The reply should contain every entry exactly as given, with no pictures in it.

(Point localization data)
◆ ◆ ◆ ◆
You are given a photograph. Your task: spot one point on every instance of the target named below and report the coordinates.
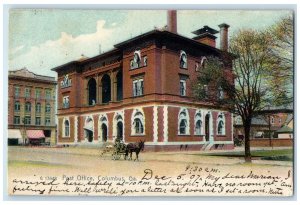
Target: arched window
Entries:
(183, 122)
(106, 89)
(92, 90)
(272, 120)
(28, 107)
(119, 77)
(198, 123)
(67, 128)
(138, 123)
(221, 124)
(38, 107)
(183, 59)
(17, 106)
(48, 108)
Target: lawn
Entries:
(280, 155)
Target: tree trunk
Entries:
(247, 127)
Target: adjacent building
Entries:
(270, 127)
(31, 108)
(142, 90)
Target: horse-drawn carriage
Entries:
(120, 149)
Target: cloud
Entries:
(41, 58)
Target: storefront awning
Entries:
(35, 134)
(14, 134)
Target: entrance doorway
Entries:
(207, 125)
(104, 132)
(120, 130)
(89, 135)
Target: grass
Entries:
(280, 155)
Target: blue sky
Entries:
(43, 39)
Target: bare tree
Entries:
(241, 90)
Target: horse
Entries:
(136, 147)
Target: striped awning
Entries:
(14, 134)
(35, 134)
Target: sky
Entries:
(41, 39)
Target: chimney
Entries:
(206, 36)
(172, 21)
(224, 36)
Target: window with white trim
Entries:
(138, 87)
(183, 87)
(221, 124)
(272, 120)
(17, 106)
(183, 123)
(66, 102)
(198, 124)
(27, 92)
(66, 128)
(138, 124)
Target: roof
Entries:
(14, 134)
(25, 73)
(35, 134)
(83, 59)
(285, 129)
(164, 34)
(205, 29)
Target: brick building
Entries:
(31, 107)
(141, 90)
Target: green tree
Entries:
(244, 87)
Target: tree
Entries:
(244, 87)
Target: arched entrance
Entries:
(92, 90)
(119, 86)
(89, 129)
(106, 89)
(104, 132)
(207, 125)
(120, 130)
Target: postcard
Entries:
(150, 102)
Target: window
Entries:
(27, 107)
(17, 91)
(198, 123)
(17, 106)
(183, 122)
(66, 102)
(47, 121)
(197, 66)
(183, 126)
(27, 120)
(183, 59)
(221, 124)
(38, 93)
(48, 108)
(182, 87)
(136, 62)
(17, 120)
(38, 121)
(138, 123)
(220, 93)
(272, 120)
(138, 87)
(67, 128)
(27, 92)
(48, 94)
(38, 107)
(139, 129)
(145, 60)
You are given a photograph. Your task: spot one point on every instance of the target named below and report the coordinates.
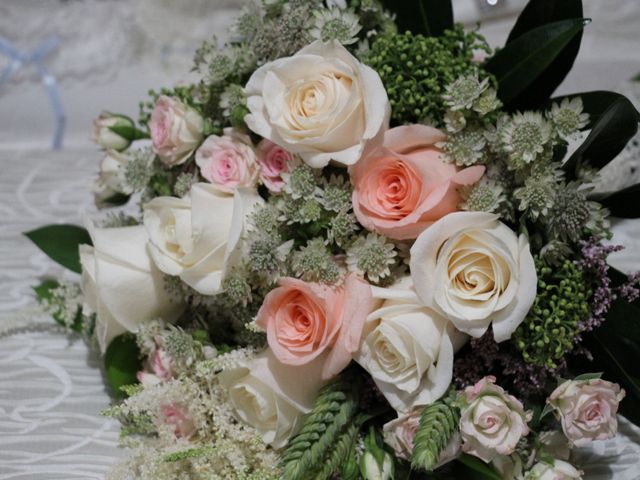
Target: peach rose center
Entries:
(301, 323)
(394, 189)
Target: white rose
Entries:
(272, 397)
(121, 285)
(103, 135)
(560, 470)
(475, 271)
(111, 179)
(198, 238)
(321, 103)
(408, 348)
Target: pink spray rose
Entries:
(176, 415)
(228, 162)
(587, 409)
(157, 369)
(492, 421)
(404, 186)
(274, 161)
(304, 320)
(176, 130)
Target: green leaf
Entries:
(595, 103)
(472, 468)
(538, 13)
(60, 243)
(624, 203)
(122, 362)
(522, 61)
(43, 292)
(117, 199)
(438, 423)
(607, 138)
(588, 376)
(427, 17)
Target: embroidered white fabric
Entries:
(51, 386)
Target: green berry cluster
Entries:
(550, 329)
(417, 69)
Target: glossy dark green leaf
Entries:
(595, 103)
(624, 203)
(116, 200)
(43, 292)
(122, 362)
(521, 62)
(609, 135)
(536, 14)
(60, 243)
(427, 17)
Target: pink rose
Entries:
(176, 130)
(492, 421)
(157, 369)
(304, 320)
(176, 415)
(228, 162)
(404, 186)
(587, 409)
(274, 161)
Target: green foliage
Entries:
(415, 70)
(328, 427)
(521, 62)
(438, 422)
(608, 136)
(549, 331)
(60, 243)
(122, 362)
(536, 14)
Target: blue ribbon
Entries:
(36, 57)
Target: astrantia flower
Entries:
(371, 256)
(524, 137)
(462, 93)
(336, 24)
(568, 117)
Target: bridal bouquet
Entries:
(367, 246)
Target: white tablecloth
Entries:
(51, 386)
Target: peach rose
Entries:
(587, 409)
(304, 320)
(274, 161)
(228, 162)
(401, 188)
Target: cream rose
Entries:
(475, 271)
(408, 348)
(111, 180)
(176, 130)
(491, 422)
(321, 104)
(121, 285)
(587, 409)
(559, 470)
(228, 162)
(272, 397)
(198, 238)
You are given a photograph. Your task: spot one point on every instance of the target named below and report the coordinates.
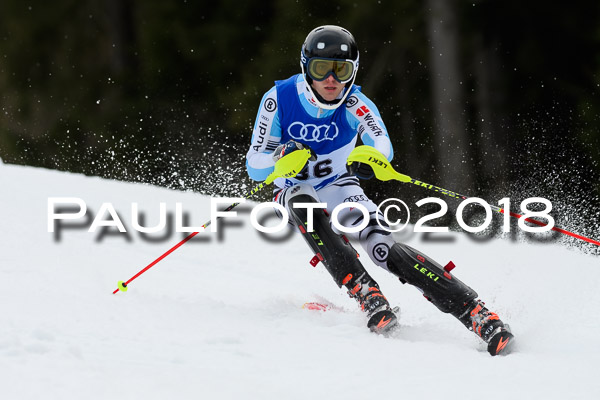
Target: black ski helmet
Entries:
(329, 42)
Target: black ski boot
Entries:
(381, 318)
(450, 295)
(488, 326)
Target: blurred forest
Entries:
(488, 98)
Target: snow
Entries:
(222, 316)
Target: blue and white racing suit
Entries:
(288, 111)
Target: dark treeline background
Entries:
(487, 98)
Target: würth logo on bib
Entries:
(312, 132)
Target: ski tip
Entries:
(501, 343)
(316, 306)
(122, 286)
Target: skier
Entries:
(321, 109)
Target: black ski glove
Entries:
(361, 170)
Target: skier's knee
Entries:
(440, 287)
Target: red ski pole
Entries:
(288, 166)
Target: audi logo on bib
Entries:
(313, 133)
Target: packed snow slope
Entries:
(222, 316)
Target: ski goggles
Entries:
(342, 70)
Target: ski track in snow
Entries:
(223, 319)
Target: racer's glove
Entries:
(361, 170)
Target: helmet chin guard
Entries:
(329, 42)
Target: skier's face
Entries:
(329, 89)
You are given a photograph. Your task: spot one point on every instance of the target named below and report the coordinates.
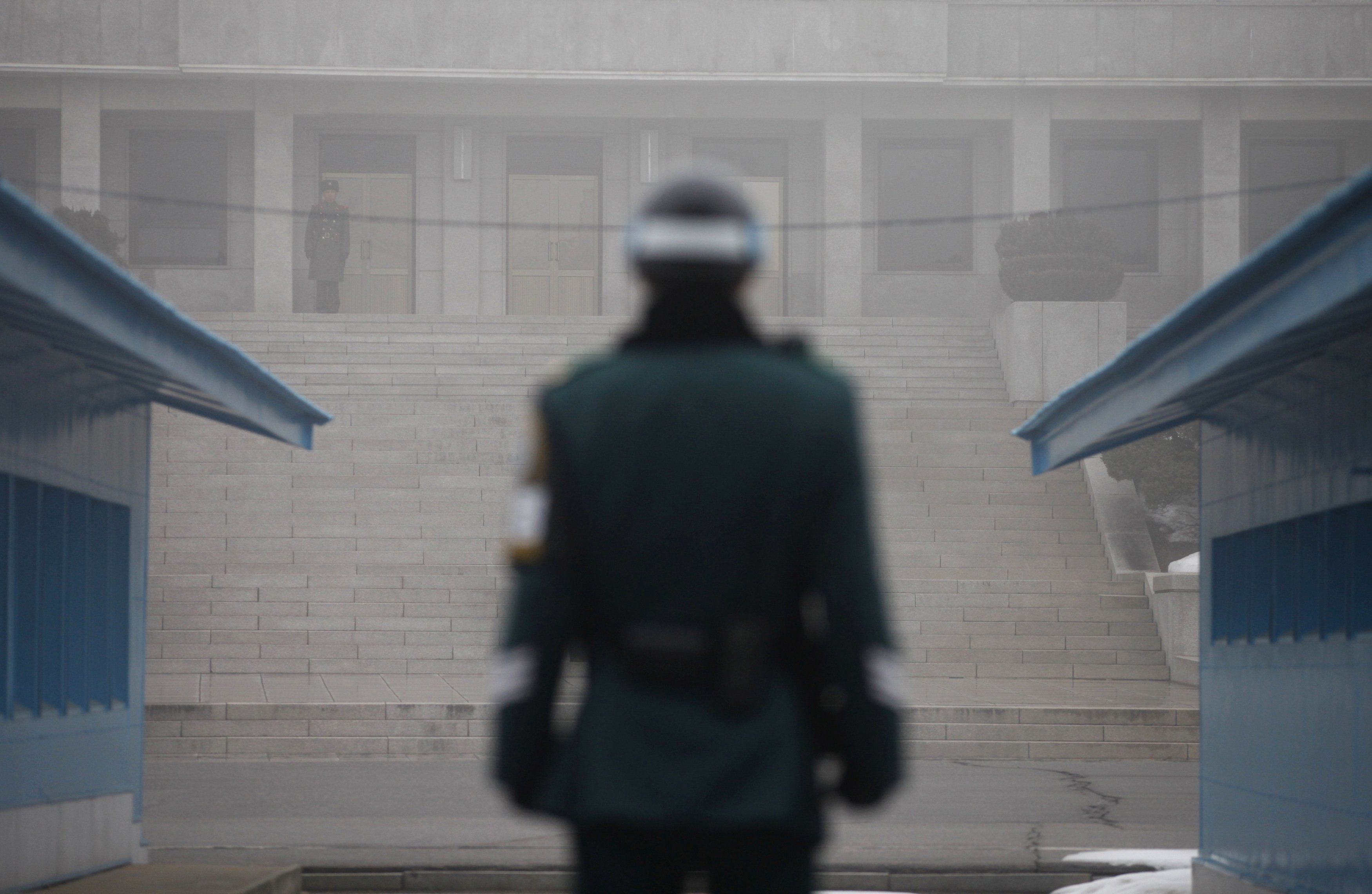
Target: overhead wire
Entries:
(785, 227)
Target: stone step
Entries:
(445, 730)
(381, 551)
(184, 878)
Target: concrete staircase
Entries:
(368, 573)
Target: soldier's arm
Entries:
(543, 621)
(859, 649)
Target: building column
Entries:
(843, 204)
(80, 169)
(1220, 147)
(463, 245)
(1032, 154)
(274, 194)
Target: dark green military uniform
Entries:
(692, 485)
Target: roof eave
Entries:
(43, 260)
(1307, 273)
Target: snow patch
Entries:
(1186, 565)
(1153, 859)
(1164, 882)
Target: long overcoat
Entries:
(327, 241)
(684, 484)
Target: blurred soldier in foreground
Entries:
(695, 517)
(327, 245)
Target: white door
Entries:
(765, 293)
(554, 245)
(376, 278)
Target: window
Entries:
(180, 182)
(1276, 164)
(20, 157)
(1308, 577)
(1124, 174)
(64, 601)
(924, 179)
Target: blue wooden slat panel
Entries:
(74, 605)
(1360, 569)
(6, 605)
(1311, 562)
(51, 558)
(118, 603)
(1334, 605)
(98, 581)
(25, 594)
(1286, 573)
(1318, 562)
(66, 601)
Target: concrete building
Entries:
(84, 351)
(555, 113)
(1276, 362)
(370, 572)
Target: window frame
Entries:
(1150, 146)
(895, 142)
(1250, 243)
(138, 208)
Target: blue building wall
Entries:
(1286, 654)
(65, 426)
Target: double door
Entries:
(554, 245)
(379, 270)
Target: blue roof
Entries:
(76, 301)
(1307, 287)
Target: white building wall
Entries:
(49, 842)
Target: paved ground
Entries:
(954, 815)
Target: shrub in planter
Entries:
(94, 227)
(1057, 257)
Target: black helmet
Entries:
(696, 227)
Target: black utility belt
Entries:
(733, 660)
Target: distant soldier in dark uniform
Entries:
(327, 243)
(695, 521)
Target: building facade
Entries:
◆ ◆ ◆ ◆
## [Written reply]
You are given a photograph. Your task: spot one point on every instance of the target named below and report the coordinates.
Target: arched window
Entries:
(183, 122)
(106, 89)
(92, 90)
(272, 120)
(28, 107)
(119, 77)
(198, 123)
(67, 128)
(138, 123)
(221, 124)
(38, 107)
(183, 59)
(17, 106)
(48, 108)
Target: lawn
Entries:
(280, 155)
Target: tree trunk
Entries:
(247, 127)
Target: adjacent building
Entries:
(270, 127)
(31, 108)
(142, 90)
Target: horse-drawn carriage
Entries:
(120, 149)
Target: cloud
Entries:
(41, 58)
Target: storefront awning
Entries:
(35, 134)
(14, 134)
Target: entrance doorway
Entries:
(207, 125)
(104, 132)
(120, 130)
(89, 135)
Target: grass
Entries:
(280, 155)
Target: blue sky
Entries:
(43, 39)
Target: bare tree
Entries:
(241, 90)
Target: horse
Entries:
(136, 147)
Target: striped awning
Entries:
(14, 134)
(35, 134)
Target: sky
Entries:
(41, 39)
Target: chimney
Entries:
(206, 36)
(172, 21)
(224, 36)
Target: window with white trim
Entries:
(138, 87)
(183, 87)
(221, 124)
(272, 120)
(17, 106)
(183, 123)
(66, 102)
(198, 124)
(27, 92)
(66, 128)
(138, 124)
Target: roof
Entries:
(14, 134)
(25, 73)
(35, 134)
(83, 59)
(285, 129)
(164, 34)
(205, 29)
Target: brick building
Entries:
(31, 107)
(141, 90)
Target: green tree
Entries:
(244, 87)
Target: tree
Entries:
(244, 87)
Target: arched entrance
Entries:
(92, 90)
(119, 86)
(89, 129)
(106, 89)
(104, 132)
(207, 125)
(120, 130)
Target: postcard
Entries:
(150, 102)
Target: window
Entries:
(27, 107)
(17, 91)
(198, 123)
(17, 106)
(183, 122)
(66, 102)
(47, 121)
(197, 66)
(183, 126)
(27, 120)
(183, 59)
(221, 124)
(38, 93)
(48, 108)
(182, 87)
(136, 62)
(17, 120)
(38, 121)
(138, 123)
(220, 93)
(272, 120)
(138, 87)
(67, 128)
(27, 92)
(48, 94)
(38, 107)
(139, 129)
(145, 60)
You are given a photograph. Your task: spot one point on every instance of the target named below and report the coordinates.
Target: peach rose center
Entries:
(301, 323)
(394, 189)
Target: white rose
Entries:
(272, 397)
(121, 285)
(103, 135)
(560, 470)
(475, 271)
(111, 179)
(198, 238)
(321, 103)
(408, 348)
Target: pink spray rose
Entries:
(176, 415)
(228, 162)
(587, 409)
(157, 369)
(492, 421)
(404, 186)
(274, 161)
(304, 320)
(176, 130)
Target: green leaf
Entries:
(595, 103)
(472, 468)
(538, 13)
(60, 243)
(624, 203)
(122, 362)
(522, 61)
(43, 292)
(117, 199)
(438, 423)
(607, 138)
(588, 376)
(427, 17)
Target: embroidered white fabric
Entries:
(51, 386)
Target: green berry cluster
Entries:
(550, 329)
(417, 69)
Target: glossy dark green leaf
Entries:
(595, 103)
(624, 203)
(116, 200)
(43, 292)
(122, 362)
(521, 62)
(609, 135)
(536, 14)
(60, 243)
(427, 17)
Target: pink rose
Entries:
(176, 130)
(492, 421)
(157, 369)
(304, 320)
(176, 415)
(228, 162)
(404, 186)
(587, 409)
(274, 161)
Target: green foliage
Entries:
(415, 70)
(328, 427)
(521, 62)
(438, 422)
(608, 136)
(549, 331)
(60, 243)
(122, 362)
(536, 14)
Target: blue ribbon
Entries:
(36, 57)
Target: astrantia flower
Entries:
(371, 256)
(524, 137)
(462, 93)
(336, 24)
(568, 117)
Target: bridal bouquet
Entries:
(367, 246)
Target: white tablecloth
Entries:
(51, 386)
Target: peach rose
Entries:
(587, 409)
(304, 320)
(274, 161)
(228, 162)
(401, 188)
Target: cream rose
Entries:
(475, 271)
(408, 348)
(111, 180)
(176, 130)
(491, 422)
(321, 104)
(121, 285)
(587, 409)
(559, 470)
(228, 162)
(272, 397)
(198, 238)
You are given a photograph. Your task: spot one point on every instance of the target named below and report the coordinates.
Target: black ski helmet
Entries:
(329, 42)
Target: black ski boot
Entries:
(381, 318)
(450, 295)
(488, 326)
Target: blurred forest
Entries:
(488, 98)
Target: snow
Entries:
(222, 316)
Target: blue and white racing suit
Entries:
(288, 111)
Target: dark treeline background
Entries:
(487, 98)
Target: würth logo on bib
Entries:
(312, 132)
Target: ski tip
Entries:
(501, 343)
(316, 306)
(122, 286)
Target: skier
Entries:
(321, 109)
Target: black ski glove
Entries:
(361, 170)
Target: skier's knee
Entries:
(440, 287)
Target: red ski pole
Entries:
(288, 166)
Target: audi logo on bib
Entries:
(313, 133)
Target: packed snow slope
Entries:
(222, 316)
Target: ski goggles
Entries:
(342, 70)
Target: ski track in snow
Entries:
(223, 319)
Target: racer's glove
Entries:
(361, 170)
Target: helmet chin guard
Entries:
(329, 42)
Target: skier's face
Entries:
(329, 89)
You are given a photograph. Your task: spot one point on every instance of the target named below and report the coordinates.
Target: overhead wire
Entries:
(785, 227)
Target: stone step
Entries:
(445, 730)
(381, 551)
(184, 878)
Target: concrete staircase
Entries:
(368, 573)
Target: soldier's arm
Entries:
(543, 621)
(859, 649)
Target: building column
Entries:
(843, 204)
(80, 169)
(1220, 147)
(463, 245)
(1032, 154)
(274, 194)
Target: dark green military uniform
Entries:
(692, 485)
Target: roof eave
Entries:
(43, 260)
(1307, 273)
Target: snow patch
Entries:
(1186, 565)
(1153, 859)
(1164, 882)
Target: long overcoat
Entries:
(327, 241)
(684, 484)
Target: blurred soldier in foreground
Entries:
(695, 517)
(327, 245)
Target: white door
Entries:
(765, 293)
(554, 245)
(376, 278)
Target: window
Entries:
(180, 182)
(1276, 164)
(20, 157)
(1308, 577)
(1124, 174)
(64, 601)
(924, 179)
Target: blue wooden slat panel
Entries:
(74, 605)
(1360, 569)
(6, 605)
(1311, 562)
(51, 558)
(118, 603)
(1334, 605)
(98, 581)
(25, 594)
(1286, 573)
(1318, 562)
(66, 601)
Target: concrete building
Entries:
(84, 351)
(555, 113)
(1276, 362)
(370, 572)
Target: window frame
Entries:
(1150, 146)
(895, 142)
(1250, 243)
(138, 208)
Target: blue building wall
Entries:
(1286, 654)
(65, 426)
Target: double door
Entries:
(554, 245)
(379, 270)
Target: blue roof
Entries:
(76, 301)
(1307, 287)
Target: white building wall
Entries:
(49, 842)
Target: paved ground
Entries:
(954, 815)
Target: shrub in planter
Entries:
(94, 227)
(1057, 257)
Target: black helmet
Entries:
(696, 227)
Target: black utility belt
Entries:
(733, 660)
Target: distant soldier in dark uniform
Entries:
(327, 243)
(695, 521)
Target: building facade
Entries:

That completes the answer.